A machine-readable framework should by design accommodate extensions. Further, extensions also can have additional classifications that break them into their semantic parts, just like official elements in a framework.

Allow issuers to use standards that are an appropriate fit for their company.

Companies differ by industry, size, and geography. Disclosures that are relevant to one company may not be relevant to a company in a different industry.

Using data encoding standards: A single taxonomy can be developed that contains a base set of elements with multiple entry points layered on top that are specific to the company’s industry or geography. An entry point limits the elements viewed to make it easier for the preparer to quickly identify the elements needed for their specific type of report. An entry point can include elements from different frameworks, making it an especially useful mechanism to give guidance to preparers. As shown in the figure below, while every company will use elements categorized as “BASE (COMMON) ELEMENTS,” one company may opt to also include elements in Industry 1 and Region 2. A second company can choose elements in Industry 3 and Region 1 to match their industry classification and geography.


Give issuers guidance on how to successfully implement ESG frameworks to tell their own story.

#####

**Short exercise A**
Filter the records and copy out each line that contains the word "front". Case counts.
**Short exercise B**
Please continue the passage on machine-readable ESG reporting frameworks, starting right after its last sentence.

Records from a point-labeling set
#####

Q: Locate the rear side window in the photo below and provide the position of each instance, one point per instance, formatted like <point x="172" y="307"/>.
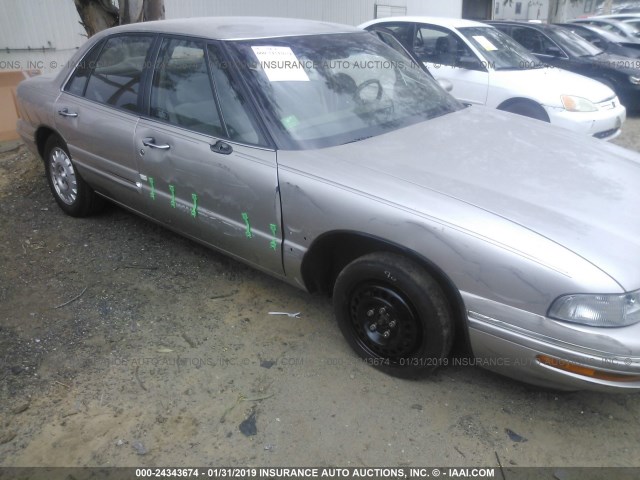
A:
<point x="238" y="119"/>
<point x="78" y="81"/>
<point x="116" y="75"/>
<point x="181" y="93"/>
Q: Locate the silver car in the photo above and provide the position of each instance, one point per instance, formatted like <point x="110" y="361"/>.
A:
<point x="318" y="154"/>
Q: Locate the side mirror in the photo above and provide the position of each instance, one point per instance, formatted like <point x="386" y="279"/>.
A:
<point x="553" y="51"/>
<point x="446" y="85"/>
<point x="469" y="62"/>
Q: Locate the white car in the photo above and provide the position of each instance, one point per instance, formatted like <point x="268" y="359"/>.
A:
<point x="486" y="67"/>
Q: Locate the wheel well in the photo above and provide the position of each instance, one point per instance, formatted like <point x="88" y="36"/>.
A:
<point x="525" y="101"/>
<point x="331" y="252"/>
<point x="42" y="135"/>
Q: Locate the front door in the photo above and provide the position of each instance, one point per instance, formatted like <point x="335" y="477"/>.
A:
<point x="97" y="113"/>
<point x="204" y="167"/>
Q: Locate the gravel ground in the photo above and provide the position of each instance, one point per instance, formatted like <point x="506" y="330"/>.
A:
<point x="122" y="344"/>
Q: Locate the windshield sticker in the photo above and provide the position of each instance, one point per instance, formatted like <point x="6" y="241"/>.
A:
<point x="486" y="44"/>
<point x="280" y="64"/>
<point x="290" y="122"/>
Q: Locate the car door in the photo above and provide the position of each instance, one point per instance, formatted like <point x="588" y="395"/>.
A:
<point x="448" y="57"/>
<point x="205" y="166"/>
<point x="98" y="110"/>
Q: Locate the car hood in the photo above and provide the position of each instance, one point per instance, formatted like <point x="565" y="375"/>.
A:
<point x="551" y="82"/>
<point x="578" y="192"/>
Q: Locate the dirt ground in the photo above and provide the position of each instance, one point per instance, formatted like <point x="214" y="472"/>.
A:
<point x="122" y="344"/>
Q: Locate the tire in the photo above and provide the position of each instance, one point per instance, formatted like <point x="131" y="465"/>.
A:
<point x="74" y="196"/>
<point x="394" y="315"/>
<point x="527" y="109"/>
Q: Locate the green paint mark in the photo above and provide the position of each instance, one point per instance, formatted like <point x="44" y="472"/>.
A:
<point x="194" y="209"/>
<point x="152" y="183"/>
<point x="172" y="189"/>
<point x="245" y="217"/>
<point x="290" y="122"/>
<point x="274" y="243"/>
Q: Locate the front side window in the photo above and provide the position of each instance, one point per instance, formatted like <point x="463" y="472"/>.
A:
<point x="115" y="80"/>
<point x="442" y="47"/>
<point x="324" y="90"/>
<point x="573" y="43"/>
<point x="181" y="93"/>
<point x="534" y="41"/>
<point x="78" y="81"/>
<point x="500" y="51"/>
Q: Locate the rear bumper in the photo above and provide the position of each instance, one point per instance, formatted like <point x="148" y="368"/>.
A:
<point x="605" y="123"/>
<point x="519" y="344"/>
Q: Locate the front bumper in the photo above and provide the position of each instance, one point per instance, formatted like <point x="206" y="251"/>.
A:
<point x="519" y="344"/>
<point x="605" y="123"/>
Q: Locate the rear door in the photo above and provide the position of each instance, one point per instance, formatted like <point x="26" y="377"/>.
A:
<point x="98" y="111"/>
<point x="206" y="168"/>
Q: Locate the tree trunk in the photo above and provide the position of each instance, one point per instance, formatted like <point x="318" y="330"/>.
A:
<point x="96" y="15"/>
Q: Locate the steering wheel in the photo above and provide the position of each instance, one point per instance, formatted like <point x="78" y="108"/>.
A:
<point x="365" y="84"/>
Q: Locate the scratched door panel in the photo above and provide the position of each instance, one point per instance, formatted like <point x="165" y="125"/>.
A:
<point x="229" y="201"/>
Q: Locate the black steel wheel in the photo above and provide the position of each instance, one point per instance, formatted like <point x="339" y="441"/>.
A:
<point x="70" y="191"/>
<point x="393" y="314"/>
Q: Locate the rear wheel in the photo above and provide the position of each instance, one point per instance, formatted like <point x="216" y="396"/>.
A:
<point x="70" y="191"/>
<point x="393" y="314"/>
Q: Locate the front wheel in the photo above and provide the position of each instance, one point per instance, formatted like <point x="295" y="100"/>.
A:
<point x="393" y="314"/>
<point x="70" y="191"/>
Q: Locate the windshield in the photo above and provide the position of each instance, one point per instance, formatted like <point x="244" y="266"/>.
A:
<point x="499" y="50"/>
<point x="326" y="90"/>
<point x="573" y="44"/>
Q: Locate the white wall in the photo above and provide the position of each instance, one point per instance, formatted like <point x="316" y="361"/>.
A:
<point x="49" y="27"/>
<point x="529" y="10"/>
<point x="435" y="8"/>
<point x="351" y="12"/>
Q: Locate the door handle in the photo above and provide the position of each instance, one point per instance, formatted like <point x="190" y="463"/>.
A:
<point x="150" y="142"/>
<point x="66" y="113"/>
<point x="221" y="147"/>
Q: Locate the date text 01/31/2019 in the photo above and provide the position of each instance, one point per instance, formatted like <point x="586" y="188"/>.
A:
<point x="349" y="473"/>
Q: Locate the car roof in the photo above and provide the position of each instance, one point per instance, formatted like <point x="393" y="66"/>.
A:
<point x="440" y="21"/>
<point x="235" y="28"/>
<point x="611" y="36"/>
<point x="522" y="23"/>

#####

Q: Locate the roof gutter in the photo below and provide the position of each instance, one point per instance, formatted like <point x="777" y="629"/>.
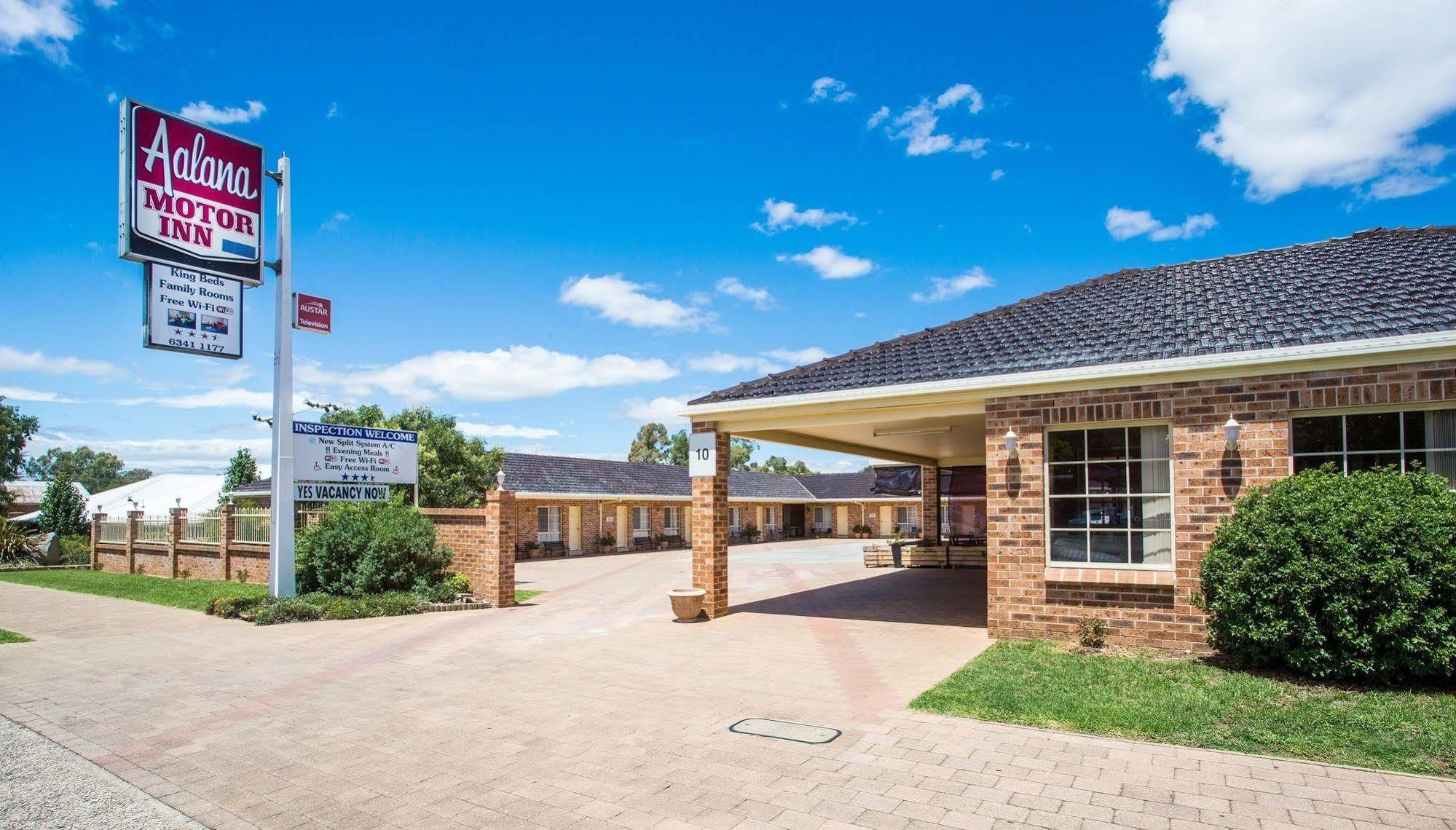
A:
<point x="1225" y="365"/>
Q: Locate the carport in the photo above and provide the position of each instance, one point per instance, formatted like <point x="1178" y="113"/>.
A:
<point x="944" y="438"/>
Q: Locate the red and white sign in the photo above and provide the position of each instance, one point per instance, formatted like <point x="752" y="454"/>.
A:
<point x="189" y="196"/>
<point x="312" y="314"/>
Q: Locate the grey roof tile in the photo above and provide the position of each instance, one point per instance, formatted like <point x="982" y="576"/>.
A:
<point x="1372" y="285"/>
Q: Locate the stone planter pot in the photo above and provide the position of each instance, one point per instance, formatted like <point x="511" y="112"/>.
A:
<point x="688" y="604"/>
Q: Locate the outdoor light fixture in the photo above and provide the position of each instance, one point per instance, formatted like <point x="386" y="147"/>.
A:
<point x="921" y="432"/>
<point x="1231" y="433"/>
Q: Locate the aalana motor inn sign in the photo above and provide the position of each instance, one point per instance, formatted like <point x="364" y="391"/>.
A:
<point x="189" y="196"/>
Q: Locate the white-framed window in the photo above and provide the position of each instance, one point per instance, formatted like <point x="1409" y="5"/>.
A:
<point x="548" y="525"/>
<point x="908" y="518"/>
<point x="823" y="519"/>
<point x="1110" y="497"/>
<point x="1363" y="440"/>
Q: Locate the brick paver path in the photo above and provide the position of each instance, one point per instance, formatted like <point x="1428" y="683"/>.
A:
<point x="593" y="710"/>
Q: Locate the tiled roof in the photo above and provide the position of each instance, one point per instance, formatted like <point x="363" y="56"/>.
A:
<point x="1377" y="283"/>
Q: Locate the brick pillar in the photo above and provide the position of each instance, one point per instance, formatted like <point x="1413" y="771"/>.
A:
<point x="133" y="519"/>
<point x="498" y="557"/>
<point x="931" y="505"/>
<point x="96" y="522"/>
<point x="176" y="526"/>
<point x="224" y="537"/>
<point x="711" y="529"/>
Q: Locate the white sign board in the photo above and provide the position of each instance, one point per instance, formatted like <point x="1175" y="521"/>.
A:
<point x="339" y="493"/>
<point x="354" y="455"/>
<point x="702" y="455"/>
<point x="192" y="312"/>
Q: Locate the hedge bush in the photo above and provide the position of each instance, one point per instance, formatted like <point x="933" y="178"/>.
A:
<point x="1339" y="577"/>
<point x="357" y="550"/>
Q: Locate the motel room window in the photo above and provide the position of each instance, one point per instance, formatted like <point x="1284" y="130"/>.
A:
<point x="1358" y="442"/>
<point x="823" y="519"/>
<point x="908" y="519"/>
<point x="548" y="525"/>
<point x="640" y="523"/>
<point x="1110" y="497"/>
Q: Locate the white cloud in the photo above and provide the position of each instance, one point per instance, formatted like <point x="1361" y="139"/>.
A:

#####

**Task result A**
Q: Locate the front door in the photo above and provide the position of each instance, one point per instance, formatted like <point x="335" y="477"/>.
Q: Locate the front side window in the photo above and provide the position of each instance, one point per instance, formatted like <point x="463" y="472"/>.
Q: Locate the front bumper in the photo above and provide the position of each instance, one point per instance, formatted like <point x="206" y="251"/>.
Q: Locate the front wheel in the photo above and provide the position of each instance, one point per instance, formatted like <point x="295" y="100"/>.

**Task result B**
Some issuers wish to report more or different information than is required to be reported by a specific ESG standard. For example, the SASB framework for Transportation – Automobiles (TR-AU) calls for disclosure of the quantity of waste generated from manufacturing and the percentage of waste recycled as shown in the figure below depicting a section from the SASB Taxonomy.


These metrics are appropriately reported by the company that prepared the ESG report shown below.


Other reporting entities, however, may choose to report different information believed to be relevant to their company that further clarifies their ESG standing. The figure below shows a company that chose to report the total amount of waste and the amount of waste recycled, but did not report the percent recycled although that amount can be computed because both amounts recycled and in total are included. They also chose to report the breakdown between hazardous and nonhazardous waste recycled.


Both companies may be seeking to accurately convey their own environmental impact related to manufacturing waste. Regulators imposing climate or other ESG-related disclosure requirements on companies must consider: 1) how to provide sufficient guidance so that companies like these can report data that is consistent and comparable, and 2) how to give companies the flexibility to report what is truly relevant to their situation.

Issuers need both clear guidance on exactly how they should report, but they also need to be able to provide input to what they should report. The ESG reporting domain is relatively new, certainly when compared to financial statement reporting. Any taxonomy designed to encompass ESG metrics will need to go through a maturation phase during which new elements may need to be added, deleted, or revised. Regulators should provide sufficient guidance for issuers to start, and be ready to adapt as companies begin to report more consistently and discover new information that they wish to convey.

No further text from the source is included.